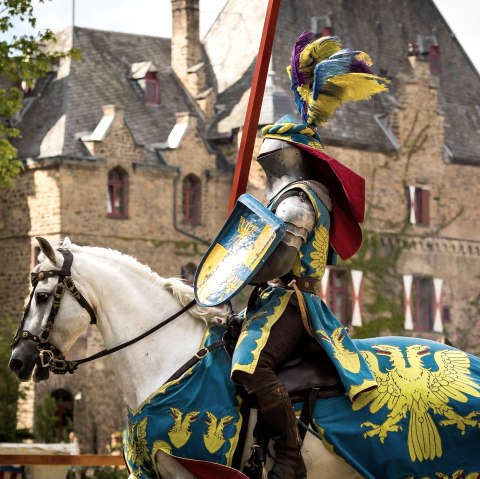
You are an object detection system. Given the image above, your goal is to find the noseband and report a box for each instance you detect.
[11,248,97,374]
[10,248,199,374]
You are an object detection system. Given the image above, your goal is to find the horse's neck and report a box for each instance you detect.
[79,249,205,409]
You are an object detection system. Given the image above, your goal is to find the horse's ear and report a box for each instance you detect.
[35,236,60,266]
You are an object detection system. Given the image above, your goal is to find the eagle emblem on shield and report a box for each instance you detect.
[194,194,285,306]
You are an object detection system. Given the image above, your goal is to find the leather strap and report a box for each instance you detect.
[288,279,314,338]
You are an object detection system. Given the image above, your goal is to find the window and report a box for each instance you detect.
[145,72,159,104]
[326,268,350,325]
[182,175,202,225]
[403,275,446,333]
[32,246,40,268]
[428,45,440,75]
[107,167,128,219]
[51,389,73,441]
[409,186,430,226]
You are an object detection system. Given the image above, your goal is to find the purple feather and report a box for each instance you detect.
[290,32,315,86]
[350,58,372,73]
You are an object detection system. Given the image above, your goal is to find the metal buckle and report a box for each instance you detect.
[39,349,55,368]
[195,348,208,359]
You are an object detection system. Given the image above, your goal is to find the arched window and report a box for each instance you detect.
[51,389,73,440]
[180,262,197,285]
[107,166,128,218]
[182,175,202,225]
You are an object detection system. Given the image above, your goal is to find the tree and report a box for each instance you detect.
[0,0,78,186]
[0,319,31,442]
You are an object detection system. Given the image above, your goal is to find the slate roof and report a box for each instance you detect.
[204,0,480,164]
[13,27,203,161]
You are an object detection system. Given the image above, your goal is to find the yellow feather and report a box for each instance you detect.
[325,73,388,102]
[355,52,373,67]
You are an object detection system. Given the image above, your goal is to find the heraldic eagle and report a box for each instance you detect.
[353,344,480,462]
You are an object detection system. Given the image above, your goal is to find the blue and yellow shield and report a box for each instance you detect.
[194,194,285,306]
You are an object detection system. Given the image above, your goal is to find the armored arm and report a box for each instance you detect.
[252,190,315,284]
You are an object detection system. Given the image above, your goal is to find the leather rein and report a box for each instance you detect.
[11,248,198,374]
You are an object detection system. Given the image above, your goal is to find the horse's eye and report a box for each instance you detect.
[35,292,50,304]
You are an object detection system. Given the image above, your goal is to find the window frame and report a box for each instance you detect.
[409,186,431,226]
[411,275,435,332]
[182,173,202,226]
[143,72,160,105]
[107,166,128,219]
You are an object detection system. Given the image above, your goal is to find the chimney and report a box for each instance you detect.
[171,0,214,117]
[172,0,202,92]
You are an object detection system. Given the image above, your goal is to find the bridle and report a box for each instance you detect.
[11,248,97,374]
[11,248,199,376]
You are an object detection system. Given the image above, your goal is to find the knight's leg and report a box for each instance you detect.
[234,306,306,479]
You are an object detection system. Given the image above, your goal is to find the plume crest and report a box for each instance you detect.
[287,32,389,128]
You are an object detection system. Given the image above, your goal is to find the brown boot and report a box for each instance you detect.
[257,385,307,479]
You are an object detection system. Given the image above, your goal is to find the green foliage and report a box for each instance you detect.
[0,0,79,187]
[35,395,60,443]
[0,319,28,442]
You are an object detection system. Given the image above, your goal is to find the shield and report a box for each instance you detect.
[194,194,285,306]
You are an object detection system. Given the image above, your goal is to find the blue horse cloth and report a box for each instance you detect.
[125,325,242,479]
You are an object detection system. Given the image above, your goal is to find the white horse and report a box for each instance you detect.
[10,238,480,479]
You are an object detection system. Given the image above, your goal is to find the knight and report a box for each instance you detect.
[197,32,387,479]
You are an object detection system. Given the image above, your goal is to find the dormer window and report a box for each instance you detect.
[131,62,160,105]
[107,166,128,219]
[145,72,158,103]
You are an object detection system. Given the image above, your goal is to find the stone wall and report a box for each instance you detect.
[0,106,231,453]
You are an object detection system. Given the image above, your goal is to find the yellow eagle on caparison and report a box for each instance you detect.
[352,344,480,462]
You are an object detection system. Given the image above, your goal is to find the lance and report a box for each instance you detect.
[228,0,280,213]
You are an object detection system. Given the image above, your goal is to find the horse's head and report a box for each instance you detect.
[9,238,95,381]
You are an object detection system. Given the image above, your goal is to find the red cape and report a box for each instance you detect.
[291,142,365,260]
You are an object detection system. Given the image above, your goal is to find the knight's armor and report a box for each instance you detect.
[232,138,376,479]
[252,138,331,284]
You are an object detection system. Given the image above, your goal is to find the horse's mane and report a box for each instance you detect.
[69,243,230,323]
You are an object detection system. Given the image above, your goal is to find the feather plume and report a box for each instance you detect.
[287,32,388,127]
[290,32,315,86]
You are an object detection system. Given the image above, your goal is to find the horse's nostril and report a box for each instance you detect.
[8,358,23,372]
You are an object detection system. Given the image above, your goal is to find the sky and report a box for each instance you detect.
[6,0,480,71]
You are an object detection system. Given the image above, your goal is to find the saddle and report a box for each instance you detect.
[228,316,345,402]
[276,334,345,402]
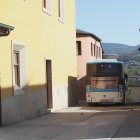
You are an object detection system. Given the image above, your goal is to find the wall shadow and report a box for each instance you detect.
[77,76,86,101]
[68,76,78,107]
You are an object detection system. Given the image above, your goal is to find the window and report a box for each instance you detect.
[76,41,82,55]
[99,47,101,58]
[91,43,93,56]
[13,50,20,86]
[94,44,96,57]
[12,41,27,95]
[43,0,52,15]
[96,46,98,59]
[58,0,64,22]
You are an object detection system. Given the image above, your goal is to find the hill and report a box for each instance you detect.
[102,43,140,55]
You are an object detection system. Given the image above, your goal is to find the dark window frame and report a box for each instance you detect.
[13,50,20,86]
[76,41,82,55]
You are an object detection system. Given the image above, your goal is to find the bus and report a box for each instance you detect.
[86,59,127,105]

^^^^^^^^^^^^^^^^

Can you rewrite the part that opens with the line containing "find the dormer" and closes with the line containing "[291,142,365,260]", replacing "red cape" with "crimson cape" and leaving everything else unchanged?

_Completed exercise_.
You are an object detection system. Given the image above, your goal is to find the dormer window and report a box for each instance you detect.
[131,62,160,105]
[107,166,128,219]
[145,72,158,103]
You are an object detection system. Given the image above, your goal is to find the stone wall and report a box for each instance you detect.
[0,106,231,453]
You are an object detection system. Given the image above, your goal is to find the yellow eagle on caparison and report a box for each instance you detect.
[352,344,480,462]
You are an object detection system. Given the image above, your goal is to find the lance and report a box for each instance you detect.
[228,0,280,213]
You are an object detection system. Given the image above, your goal is to find the horse's head and report a box for each instance you detect.
[9,238,95,381]
You are an object detection system. Given the image above, your goal is to find the crimson cape and report a box for each instance you detect.
[291,142,365,260]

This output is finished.